● **Work to be completed**
According to the post about mental health, why does the writer try to be funny? Answer in one to three sentences.
──────── Document excerpt ────────
I know that I am having serious mental health crisis, but laughter is the best medicine and it actually makes me feel better, and feels therapeutic.

You have what's called Broad Bipolar Phenotype, just like Broad Autism Phenotype.

I am sorry, just trying to be funny, it helps with my rapid cycling for a little bit.
 
I feel embarrassed, I meet the criteria to go to mental hospital when I am depressed, I just don't want to be without my friends and I keep it to myself as well.

When I am depressed, I fantasies about wanting to die and also plan very fast on how, and what location I will commit suicide. I am also embarrassed, because I have serious anger issues and fantasizing about slaughtering my former bullies, because they called me "Stupid" , "Idiot", and a "Loser", for having Autism Spectrum Disorder and profound learning disorder. I know what I said is actually a felony, attempted murder, but it's not okay for people to make fun of my atypical development. I hope FBI understands that I need help.
──────── Data extracts ────────
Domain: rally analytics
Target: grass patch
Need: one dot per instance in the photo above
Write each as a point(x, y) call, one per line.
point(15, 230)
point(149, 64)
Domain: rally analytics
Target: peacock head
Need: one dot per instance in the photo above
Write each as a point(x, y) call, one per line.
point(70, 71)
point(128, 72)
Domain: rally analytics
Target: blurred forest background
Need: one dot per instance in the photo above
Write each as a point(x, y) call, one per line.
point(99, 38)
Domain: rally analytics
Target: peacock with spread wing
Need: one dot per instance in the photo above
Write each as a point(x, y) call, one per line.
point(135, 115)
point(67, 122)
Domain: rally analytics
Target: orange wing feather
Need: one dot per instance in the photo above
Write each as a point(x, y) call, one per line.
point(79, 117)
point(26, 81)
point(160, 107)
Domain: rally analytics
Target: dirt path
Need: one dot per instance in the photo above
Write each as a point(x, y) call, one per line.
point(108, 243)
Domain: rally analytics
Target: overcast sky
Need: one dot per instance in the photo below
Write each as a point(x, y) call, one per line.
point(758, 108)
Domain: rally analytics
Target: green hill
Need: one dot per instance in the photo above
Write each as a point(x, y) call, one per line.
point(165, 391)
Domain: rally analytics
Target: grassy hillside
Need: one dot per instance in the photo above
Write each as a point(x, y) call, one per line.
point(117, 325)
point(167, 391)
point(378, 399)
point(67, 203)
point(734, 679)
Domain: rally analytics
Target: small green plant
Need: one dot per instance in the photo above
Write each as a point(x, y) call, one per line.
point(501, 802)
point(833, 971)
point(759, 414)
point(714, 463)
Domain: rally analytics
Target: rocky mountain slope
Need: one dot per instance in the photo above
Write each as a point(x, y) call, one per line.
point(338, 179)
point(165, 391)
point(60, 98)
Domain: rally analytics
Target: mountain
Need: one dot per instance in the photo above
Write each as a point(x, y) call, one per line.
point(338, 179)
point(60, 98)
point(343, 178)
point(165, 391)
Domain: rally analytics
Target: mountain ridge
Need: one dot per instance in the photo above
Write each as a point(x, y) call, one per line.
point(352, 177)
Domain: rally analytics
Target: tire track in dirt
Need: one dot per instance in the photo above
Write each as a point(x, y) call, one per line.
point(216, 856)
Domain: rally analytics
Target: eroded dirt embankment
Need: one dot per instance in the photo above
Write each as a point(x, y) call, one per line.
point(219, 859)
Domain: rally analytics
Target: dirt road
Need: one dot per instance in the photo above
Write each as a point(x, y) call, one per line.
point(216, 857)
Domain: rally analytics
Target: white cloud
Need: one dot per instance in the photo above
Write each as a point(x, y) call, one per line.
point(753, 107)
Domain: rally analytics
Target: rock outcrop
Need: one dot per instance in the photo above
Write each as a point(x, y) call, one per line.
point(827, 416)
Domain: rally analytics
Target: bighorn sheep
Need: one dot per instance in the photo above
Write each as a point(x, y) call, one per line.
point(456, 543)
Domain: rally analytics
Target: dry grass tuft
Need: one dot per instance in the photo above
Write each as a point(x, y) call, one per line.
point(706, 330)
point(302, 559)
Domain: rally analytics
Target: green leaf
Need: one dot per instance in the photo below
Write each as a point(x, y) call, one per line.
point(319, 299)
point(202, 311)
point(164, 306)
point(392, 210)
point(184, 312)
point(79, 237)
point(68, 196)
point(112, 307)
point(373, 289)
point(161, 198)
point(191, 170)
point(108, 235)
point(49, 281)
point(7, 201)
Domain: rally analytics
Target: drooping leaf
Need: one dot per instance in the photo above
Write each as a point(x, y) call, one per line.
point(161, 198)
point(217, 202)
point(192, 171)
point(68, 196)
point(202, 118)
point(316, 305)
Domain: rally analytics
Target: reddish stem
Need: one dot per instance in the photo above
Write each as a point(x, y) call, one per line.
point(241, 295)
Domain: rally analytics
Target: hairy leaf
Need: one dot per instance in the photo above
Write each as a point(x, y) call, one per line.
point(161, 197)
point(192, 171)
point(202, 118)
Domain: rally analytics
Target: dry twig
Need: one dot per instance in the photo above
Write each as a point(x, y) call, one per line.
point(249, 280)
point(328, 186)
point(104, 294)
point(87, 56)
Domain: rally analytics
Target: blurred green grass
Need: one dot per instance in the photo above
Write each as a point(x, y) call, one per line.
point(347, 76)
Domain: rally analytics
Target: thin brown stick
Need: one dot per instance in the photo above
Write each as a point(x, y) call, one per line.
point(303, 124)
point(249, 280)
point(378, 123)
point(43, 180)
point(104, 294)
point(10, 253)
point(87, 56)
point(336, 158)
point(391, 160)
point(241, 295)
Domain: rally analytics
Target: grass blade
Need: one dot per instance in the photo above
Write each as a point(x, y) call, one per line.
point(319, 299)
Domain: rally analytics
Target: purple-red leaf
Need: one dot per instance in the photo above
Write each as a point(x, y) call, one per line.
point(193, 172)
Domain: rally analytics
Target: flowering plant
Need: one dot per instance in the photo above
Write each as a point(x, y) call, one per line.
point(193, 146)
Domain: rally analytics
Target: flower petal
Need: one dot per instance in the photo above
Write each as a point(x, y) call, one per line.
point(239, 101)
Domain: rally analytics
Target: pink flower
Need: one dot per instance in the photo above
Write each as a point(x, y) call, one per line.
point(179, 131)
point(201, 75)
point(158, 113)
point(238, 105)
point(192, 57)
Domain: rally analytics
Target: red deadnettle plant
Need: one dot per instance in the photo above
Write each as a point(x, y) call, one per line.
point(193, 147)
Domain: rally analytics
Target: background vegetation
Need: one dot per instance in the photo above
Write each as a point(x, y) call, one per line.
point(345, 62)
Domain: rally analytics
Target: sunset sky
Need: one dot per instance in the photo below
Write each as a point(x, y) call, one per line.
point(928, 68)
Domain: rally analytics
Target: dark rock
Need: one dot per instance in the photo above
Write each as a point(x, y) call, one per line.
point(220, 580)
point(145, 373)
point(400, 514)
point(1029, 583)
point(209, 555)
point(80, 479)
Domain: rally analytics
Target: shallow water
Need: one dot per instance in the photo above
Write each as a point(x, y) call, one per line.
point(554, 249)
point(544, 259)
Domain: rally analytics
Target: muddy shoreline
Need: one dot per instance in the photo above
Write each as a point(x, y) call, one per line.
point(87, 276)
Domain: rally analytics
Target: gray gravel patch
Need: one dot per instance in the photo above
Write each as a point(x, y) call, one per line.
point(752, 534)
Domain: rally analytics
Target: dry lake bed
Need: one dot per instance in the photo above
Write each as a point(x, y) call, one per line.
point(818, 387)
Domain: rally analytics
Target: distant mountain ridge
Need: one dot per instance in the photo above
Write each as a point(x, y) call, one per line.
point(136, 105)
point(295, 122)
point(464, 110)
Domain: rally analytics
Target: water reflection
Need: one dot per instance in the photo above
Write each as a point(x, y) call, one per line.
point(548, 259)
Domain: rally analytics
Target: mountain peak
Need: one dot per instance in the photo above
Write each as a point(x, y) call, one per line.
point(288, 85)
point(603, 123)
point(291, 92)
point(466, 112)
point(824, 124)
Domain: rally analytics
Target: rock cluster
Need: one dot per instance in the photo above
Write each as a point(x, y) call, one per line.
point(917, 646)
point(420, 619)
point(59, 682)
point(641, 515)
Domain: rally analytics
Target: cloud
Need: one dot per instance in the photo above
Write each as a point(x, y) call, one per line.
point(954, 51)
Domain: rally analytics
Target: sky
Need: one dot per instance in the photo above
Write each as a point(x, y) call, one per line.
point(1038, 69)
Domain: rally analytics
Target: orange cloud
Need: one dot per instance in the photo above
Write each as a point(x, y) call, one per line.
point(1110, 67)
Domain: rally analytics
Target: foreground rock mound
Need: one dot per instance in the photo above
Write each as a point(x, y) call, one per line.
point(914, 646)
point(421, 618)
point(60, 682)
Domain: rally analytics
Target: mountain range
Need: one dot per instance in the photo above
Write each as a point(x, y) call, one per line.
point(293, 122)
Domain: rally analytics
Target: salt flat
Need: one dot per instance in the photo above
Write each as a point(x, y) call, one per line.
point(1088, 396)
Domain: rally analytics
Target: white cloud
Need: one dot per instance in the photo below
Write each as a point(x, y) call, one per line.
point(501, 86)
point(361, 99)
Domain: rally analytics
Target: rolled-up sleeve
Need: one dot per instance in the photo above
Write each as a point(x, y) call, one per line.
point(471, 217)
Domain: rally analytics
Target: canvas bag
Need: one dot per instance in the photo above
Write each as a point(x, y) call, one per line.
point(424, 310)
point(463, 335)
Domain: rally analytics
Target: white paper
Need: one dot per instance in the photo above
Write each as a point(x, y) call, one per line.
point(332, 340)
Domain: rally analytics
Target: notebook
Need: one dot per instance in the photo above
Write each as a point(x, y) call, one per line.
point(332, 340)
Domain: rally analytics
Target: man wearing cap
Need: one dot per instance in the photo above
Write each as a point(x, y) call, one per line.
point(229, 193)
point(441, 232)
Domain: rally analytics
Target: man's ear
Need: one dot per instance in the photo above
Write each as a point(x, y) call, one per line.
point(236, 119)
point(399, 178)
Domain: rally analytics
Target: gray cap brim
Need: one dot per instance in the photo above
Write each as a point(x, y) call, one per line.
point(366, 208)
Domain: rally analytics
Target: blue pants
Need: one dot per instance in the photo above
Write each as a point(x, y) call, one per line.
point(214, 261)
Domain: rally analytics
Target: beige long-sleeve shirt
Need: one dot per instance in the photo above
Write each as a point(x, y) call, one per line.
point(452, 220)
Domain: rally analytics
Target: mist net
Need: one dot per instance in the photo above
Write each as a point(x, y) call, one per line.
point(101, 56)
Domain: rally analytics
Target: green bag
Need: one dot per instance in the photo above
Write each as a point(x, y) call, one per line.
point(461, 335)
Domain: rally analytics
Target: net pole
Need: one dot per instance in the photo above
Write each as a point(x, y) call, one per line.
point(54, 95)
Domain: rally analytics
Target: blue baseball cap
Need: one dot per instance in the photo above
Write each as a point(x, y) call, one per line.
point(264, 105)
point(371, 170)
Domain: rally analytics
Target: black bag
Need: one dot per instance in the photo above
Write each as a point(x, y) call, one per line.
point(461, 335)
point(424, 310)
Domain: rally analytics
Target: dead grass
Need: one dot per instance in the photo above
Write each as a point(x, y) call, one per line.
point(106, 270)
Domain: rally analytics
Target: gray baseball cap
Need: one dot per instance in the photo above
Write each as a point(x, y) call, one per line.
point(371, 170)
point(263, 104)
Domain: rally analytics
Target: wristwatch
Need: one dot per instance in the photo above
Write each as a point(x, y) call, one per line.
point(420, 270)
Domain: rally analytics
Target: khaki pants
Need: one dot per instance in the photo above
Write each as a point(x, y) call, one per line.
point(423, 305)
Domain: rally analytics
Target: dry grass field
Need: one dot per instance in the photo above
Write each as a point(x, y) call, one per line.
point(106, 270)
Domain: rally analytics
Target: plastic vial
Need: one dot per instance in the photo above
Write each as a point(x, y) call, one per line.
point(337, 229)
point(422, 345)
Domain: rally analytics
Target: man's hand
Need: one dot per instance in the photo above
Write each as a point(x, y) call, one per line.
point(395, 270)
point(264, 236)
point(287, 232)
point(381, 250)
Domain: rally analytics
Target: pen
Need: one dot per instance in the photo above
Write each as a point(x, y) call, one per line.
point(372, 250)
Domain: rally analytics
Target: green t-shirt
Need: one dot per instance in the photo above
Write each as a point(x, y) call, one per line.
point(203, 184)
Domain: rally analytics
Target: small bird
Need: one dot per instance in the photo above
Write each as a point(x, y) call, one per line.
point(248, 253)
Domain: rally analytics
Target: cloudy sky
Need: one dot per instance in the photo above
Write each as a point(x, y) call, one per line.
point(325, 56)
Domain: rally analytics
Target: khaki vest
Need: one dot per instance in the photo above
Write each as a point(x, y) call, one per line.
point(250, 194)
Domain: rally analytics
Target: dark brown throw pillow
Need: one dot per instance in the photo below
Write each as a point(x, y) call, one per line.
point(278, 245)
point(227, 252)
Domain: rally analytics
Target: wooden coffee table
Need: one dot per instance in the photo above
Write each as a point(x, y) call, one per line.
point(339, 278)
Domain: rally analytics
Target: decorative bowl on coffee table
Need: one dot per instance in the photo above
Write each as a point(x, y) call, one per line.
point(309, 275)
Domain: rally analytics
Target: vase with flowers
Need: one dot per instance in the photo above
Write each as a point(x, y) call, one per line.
────────
● **Task output**
The writer calls laughter the best medicine. It makes them feel better and feels therapeutic, and it helps with their rapid cycling for a little bit.